── Passage fourni
Vu la procédure suivante :
Procédure contentieuse antérieure :
Mme D... B...a demandé au tribunal administratif de Nîmes d'annuler la décision du 6 janvier 2015 par laquelle le maire de la commune de Beauvoisin a modifié sa fiche de poste, celle du 27 octobre 2014 du maire de cette commune l'affectant aux travaux de nettoyage des rues et celle du 25 novembre 2014 du maire l'affectant aux travaux de ménage des locaux communaux et d'enjoindre à la commune de la réintégrer sur son poste de chef d'entretien des espaces verts avec toutes les conséquences de droit qui s'y attachent.
Par un jugement n° 1500648 du 20 avril 2017, le tribunal administratif de Nîmes a annulé les décisions des 27 octobre et 25 novembre 2014 du maire de la commune de Beauvoisin et a rejeté le surplus des conclusions de sa demande.
────
**Défis**
- 1) Relevez les dates de toutes les décisions du maire de Beauvoisin citées dans le passage sur la procédure contentieuse.
- 2) Prolongez le passage sur la procédure contentieuse à partir de sa dernière phrase.
Le matériel présenté ensuite n'est pas nécessaire.
── Extraits de données
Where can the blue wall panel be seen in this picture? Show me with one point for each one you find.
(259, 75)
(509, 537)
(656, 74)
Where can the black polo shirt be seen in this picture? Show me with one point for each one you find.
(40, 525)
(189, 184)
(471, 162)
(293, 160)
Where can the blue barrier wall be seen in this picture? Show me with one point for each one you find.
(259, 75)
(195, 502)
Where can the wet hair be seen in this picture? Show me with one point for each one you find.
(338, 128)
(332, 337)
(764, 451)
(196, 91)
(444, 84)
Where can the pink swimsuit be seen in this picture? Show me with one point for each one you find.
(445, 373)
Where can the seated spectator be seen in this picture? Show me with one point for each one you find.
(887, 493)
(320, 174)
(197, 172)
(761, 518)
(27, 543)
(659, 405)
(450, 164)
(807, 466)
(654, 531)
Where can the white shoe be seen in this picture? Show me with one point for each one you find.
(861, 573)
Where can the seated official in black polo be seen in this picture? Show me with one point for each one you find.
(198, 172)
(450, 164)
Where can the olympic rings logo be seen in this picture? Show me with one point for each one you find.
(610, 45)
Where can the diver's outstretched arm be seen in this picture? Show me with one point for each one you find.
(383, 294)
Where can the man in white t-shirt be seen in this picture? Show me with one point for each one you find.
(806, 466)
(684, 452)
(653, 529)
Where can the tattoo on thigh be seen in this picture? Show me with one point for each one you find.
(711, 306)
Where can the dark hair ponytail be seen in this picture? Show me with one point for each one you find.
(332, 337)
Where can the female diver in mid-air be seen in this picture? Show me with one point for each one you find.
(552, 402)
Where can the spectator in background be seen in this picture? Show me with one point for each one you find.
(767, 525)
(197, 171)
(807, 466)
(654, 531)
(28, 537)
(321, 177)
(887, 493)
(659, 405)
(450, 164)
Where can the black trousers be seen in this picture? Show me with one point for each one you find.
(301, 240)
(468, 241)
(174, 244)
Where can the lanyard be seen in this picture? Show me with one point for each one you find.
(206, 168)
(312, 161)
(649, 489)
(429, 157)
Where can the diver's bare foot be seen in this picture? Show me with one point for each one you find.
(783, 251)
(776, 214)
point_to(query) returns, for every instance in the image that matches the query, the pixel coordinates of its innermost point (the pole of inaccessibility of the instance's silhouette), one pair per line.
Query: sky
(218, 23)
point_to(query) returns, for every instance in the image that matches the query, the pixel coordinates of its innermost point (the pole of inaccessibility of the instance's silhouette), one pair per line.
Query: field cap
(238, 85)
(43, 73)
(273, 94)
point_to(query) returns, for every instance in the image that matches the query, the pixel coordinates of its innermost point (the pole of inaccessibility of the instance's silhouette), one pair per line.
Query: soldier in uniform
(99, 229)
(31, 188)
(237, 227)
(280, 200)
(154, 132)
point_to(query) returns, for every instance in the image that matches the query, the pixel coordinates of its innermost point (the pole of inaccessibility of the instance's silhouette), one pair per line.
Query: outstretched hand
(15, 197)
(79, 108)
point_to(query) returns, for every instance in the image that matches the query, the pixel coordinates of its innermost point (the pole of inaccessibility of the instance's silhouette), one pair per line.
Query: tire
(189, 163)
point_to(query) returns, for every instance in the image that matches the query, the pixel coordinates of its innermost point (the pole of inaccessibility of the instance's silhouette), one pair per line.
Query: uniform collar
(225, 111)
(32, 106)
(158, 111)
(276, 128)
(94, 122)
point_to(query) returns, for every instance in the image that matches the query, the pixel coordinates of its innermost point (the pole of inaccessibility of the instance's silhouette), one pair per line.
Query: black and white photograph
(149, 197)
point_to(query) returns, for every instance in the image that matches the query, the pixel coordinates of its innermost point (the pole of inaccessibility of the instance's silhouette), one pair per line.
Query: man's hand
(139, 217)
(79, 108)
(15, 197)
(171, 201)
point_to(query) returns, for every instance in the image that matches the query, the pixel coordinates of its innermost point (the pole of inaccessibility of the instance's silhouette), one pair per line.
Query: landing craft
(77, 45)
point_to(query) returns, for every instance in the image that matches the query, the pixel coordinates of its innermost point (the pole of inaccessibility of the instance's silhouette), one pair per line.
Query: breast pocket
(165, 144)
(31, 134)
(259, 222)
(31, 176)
────
**Réponses par tâche**
- 1) Les décisions du maire de Beauvoisin sont datées du 6 janvier 2015, du 27 octobre 2014 et du 25 novembre 2014.

- 2)
Procédure devant la Cour :
Par une requête, enregistrée le 20 juin 2017 et par un mémoire complémentaire, enregistré le 20 avril 2018, la commune de Beauvoisin, représentée par la SCP d'avocats Brun-Chabadel-Expert-Piton, demande à la Cour :
1°) d'annuler ce jugement du 20 avril 2017 du tribunal administratif de Nîmes ;
2°) de rejeter la demande de Mme B... ;
3°) de mettre à la charge de Mme B... la somme de 1 500 euros sur le fondement de l'article L. 761-1 du code de justice administrative.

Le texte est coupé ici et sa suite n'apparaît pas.